Print the lines of material below with no changes, keeping every line as it appears.

[Collection entries]
--- Start ---

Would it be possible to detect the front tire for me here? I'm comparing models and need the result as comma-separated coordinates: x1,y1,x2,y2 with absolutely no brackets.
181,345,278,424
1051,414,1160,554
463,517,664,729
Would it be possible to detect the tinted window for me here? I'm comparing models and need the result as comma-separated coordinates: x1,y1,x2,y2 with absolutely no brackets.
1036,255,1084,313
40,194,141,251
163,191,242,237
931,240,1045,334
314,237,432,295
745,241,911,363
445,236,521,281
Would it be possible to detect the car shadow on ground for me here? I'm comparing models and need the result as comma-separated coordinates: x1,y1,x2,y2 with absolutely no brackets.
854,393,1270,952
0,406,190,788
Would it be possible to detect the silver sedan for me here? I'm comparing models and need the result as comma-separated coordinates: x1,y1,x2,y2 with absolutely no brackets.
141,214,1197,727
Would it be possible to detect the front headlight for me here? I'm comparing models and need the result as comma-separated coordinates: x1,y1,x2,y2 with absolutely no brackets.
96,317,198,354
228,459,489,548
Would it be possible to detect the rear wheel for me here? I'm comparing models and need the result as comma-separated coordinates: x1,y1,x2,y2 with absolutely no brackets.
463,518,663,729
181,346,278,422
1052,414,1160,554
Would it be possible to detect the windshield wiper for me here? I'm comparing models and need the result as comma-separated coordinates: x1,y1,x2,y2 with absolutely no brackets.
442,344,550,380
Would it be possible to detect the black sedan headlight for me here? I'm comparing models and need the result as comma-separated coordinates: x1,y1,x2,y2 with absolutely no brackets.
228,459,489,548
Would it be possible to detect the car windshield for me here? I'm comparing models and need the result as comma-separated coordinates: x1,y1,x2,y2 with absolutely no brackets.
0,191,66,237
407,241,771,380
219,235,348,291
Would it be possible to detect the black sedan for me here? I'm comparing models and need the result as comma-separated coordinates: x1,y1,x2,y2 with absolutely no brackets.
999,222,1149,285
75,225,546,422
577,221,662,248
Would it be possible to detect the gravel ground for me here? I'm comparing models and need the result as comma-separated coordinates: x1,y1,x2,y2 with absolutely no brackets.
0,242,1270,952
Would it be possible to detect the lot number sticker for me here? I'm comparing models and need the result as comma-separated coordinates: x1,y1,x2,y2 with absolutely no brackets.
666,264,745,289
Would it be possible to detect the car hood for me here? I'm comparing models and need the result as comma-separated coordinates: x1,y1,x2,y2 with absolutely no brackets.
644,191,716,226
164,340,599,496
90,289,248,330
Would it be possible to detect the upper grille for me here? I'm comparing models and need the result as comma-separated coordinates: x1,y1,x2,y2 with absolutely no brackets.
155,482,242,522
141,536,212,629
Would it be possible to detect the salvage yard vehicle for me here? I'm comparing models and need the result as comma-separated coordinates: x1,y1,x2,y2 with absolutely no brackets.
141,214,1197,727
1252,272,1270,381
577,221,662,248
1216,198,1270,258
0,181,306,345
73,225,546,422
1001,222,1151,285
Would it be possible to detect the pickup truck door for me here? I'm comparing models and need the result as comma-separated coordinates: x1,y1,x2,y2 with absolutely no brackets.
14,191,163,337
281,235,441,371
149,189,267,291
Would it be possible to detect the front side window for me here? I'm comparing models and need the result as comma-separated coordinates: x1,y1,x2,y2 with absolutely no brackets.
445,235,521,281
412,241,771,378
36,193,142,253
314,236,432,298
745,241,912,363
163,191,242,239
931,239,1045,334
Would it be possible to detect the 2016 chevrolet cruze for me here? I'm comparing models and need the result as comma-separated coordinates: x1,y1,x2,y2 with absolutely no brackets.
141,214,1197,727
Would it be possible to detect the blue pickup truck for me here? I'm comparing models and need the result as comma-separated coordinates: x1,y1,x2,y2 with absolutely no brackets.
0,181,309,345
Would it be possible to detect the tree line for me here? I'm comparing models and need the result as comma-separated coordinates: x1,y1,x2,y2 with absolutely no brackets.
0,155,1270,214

--- End ---

> FULL OUTPUT
Would it be possible to detect the front tire for me here? I'm comparing models and need the result as comma-separated coordinates: x1,y1,x2,y2 with absolutely no brackets.
181,345,278,424
1051,414,1160,554
463,517,664,729
Would it be possible to detect the tinted window for me here? I'm comparing models and need the result as comma-separated coordinates: x1,y1,x2,y2 with absolutely no brackets.
1036,255,1084,313
40,194,141,251
163,191,242,237
931,240,1045,334
314,237,432,295
745,241,911,363
445,236,521,281
Would it be possible to detect the car shadow on ground for me here? I'm comparing models and need the result as comma-separated coordinates: x1,y1,x2,y2 with absolutely no brackets.
854,393,1270,952
0,406,190,788
Would it be possible to detect the silver sedan for me here? I'm comparing models and need the result as comma-separated coordinates: x1,y1,x2,y2 with absolutely no brackets.
141,214,1197,727
Would it be possible to detect the front headlight for me here? I'm comparing models and need the result as comma-separated coordinates: x1,y1,x2,y2 with absolutely no brackets.
96,317,198,354
228,459,489,548
Would it be possible to detect the rear wheel for me here? I'm comparing models and need the result as comma-separated coordinates: x1,y1,x2,y2 with absolutely no brackets.
463,518,663,729
181,346,278,422
1052,414,1160,554
Would it be possible to detect the windshield wiper for me here? I'm comparing models and need the result as comma-separated coordinates: x1,y1,x2,y2 with absolutely no brackets.
442,344,550,380
Would it be possible to detect the black sedan headlight for me here? I'm comparing models and need the result as comma-separated coordinates: x1,y1,x2,y2 with absolutely no brackets.
228,459,489,548
Would it be possible to detect the car windshield for me here? I'm comparing models and need the result as comma-separated coordinates: x1,y1,x2,y2 with absolutely no brackets.
0,191,66,237
407,241,771,380
219,235,348,291
Would it be possible to detect the black sedan for me here? I'm comparing models and need the result as comma-separated coordinates: x1,y1,x2,y2 with absolutely no brackets.
999,222,1149,285
75,225,546,422
577,221,662,248
Would it be possible to detect the gravel ground for me here? I'm comparing models and need the result as comma-separated coordinates: x1,y1,x2,y2 with absolutely no brackets.
0,242,1270,952
Would it be possible to detect the lot number sticker for me here? I'm comparing models and need the result as comma-separated coordinates: x1,y1,x2,y2 with absolutely no brackets.
666,264,745,289
Would it be possible to detect the car hood for me here? I'm comparing models and need the result as comma-separated coordinates: x1,y1,x2,y2 with absolutely no brackets.
644,191,716,226
164,340,599,496
90,289,248,330
Would it be possible to detect the upper grille for me here? I'm comparing models and need the result as comma-separated coordinates: x1,y1,x2,y2 with absolutely no brackets.
155,482,242,522
141,536,212,629
Would it be possible to detect the salvage yard vehicle for me here? I'm comparing models and need the result as comma-separated coordinates: x1,y1,x2,y2 with absolutely no brackets.
141,214,1197,727
1252,272,1270,381
577,221,662,248
1216,198,1270,258
0,181,306,345
73,225,546,422
1001,222,1151,285
Would it be possible to detect the pickup truck door for me here? I'm comparing models and need the result as comma-separated coordinates: x1,y1,x2,y2 with absolutely no brackets.
14,191,163,337
281,235,441,371
149,189,267,291
Would it be possible to detect the front side window for me here? I'm comparing models and need the result as comma-separated coordinates: x1,y1,x2,y2 with absolutely no brackets.
445,235,521,281
412,241,771,378
36,193,142,253
314,236,432,298
745,241,912,363
163,191,242,239
931,239,1045,334
Would it be possible to detect the 2016 chevrolet cruze for me here? I'm comparing models and need the result as comma-separated coordinates: x1,y1,x2,y2 with absolutely no brackets.
141,214,1197,727
Would it be possible to detect the blue pickup truck for me here? I'm comparing models and need the result as comma-separated coordinates: x1,y1,x2,y2 with absolutely no brackets.
0,181,309,345
Would it be possible to detect the tree line for me here? I'm comparing models and need the result as comma-separated coordinates: x1,y1,x2,y2 with absolutely no brackets.
0,155,1270,214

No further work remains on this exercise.